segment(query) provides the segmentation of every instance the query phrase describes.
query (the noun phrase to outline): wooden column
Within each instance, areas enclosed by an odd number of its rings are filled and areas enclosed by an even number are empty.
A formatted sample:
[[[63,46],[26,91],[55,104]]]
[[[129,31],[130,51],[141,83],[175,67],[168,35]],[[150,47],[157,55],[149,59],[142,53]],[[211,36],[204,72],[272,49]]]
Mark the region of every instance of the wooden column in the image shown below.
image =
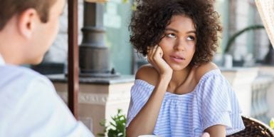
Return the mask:
[[[78,0],[68,0],[68,105],[76,119],[78,118],[79,60],[78,44]]]

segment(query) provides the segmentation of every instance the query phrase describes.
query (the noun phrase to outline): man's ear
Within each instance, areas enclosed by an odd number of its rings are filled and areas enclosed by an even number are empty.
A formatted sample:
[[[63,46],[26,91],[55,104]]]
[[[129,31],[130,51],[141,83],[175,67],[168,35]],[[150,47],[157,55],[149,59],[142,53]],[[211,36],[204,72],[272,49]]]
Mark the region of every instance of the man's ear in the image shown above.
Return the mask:
[[[22,36],[30,39],[38,21],[40,20],[36,10],[34,9],[25,10],[19,15],[18,27],[19,33]]]

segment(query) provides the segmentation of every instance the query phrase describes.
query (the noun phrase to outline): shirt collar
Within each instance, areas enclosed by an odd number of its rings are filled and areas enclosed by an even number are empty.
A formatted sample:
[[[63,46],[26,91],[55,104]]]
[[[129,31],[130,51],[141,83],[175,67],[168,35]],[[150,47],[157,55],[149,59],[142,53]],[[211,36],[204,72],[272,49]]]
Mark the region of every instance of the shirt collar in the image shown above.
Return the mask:
[[[5,61],[4,61],[3,57],[0,54],[0,65],[4,65],[5,64]]]

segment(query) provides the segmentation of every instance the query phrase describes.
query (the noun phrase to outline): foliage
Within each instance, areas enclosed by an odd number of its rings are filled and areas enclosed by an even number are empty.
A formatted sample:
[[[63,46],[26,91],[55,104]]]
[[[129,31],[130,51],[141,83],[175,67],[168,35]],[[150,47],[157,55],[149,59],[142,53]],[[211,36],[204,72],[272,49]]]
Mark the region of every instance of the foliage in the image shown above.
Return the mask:
[[[254,29],[264,29],[265,27],[263,25],[257,24],[257,25],[252,25],[250,26],[248,26],[246,28],[244,28],[243,29],[236,32],[233,35],[232,35],[226,44],[226,49],[224,50],[225,53],[228,53],[229,51],[230,47],[231,46],[233,42],[235,41],[235,39],[240,36],[241,34],[243,34],[244,32],[246,32],[248,31],[254,30]]]
[[[122,114],[122,110],[118,109],[117,113],[111,117],[112,121],[106,124],[105,120],[100,124],[104,127],[104,133],[98,133],[98,136],[105,136],[105,134],[109,137],[125,137],[125,123],[126,118],[125,114]]]

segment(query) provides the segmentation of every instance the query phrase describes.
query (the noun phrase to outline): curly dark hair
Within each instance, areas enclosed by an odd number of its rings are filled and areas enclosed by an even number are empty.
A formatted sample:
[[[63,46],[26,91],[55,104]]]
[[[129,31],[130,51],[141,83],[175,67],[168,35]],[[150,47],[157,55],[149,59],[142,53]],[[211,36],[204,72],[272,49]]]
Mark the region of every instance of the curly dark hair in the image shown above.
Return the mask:
[[[213,0],[138,1],[129,26],[131,44],[146,56],[147,47],[159,43],[175,15],[186,16],[194,23],[197,42],[191,64],[211,61],[218,46],[218,32],[222,31]]]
------------------------------------------------------------
» DIRECTIONS FOR THIS TASK
Write out the material above again, word for word, minus its pictures.

» ANSWER FOR THE TASK
segment(query) provides the segmentation of every instance the query phrase describes.
query (the noun phrase to outline): wooden column
Within each instance, areas enclosed by an odd number of its rings are filled and areas enclosed by an even number are empty.
A formatted sample:
[[[63,46],[26,91],[55,104]]]
[[[129,31],[130,51],[141,83],[175,67],[168,35]],[[150,47],[157,55],[149,59],[142,53]],[[211,36],[204,72],[272,49]]]
Mark the region of every instance of the wooden column in the image shown below.
image =
Return the mask:
[[[78,0],[68,0],[68,105],[76,119],[78,118],[79,60],[78,44]]]

segment(query) provides the segmentation of every instance the query phrase describes.
query (the noun phrase to outline): man's ear
Within each instance, areas enclosed by an odd number of its rings are filled and areas enclosed by an even number are empty.
A formatted sample:
[[[63,46],[26,91],[55,104]]]
[[[129,31],[130,51],[141,83],[175,67],[168,35]],[[150,47],[157,55],[149,59],[142,53]],[[211,36],[204,72],[272,49]]]
Mark the region of every instance of the man's ear in the image shown above.
Return the mask:
[[[22,36],[30,39],[38,21],[40,20],[36,10],[34,9],[25,10],[19,15],[18,27],[19,33]]]

segment(query) provides the segmentation of every instance the query phrase describes.
query (the noun phrase to outline): shirt collar
Within each instance, areas enclosed by an odd number of its rings are filled and areas enclosed by an even number are empty.
A formatted sample:
[[[63,46],[26,91],[55,104]]]
[[[129,31],[130,51],[141,83],[175,67],[168,35]],[[150,47],[157,55],[149,59],[142,53]],[[211,36],[204,72],[272,49]]]
Mark the region of every instance of the shirt collar in the image shown above.
Return the mask:
[[[5,61],[4,61],[3,57],[0,54],[0,65],[4,65],[5,64]]]

segment(query) provides the segmentation of every instance the query phrase describes.
query (the noun phrase to outline): foliage
Within each instance, areas enclosed by an odd number of its rings are filled and areas enclosed by an even number are empty.
A formatted sample:
[[[63,46],[26,91],[55,104]]]
[[[129,31],[130,51],[141,83],[175,67],[168,35]],[[150,47],[157,55],[149,59],[142,53]],[[211,36],[204,72],[272,49]]]
Mark the region of every instance of the foliage in the image shown above.
Return the mask:
[[[254,29],[264,29],[265,27],[263,25],[257,24],[257,25],[252,25],[250,26],[248,26],[246,28],[244,28],[243,29],[236,32],[233,35],[232,35],[226,44],[226,49],[224,50],[225,53],[228,53],[229,51],[230,47],[231,46],[233,42],[235,41],[235,39],[240,36],[241,34],[243,34],[244,32],[246,32],[248,31],[254,30]]]
[[[122,114],[122,110],[118,109],[117,113],[111,117],[112,121],[106,124],[105,120],[100,124],[104,127],[104,133],[98,133],[98,136],[105,136],[105,134],[109,137],[125,137],[125,123],[126,118],[125,114]]]

segment(query) provides the segmentation of every instance the query phrase describes.
query (the noun phrase to outline): curly dark hair
Within each instance, areas enclosed by an odd number of its rings are filled and areas enclosed by an even number are empty.
A formatted sample:
[[[63,46],[26,91],[55,104]]]
[[[129,31],[130,51],[141,83],[175,67],[168,35]],[[150,47],[157,55],[149,59],[142,53]],[[211,36],[204,72],[272,49]]]
Mark the region of every instance of the curly dark hair in the image shown above.
Return the mask:
[[[213,0],[138,1],[129,26],[131,44],[146,56],[147,47],[159,43],[175,15],[186,16],[194,23],[197,42],[191,64],[211,61],[218,46],[218,32],[222,31]]]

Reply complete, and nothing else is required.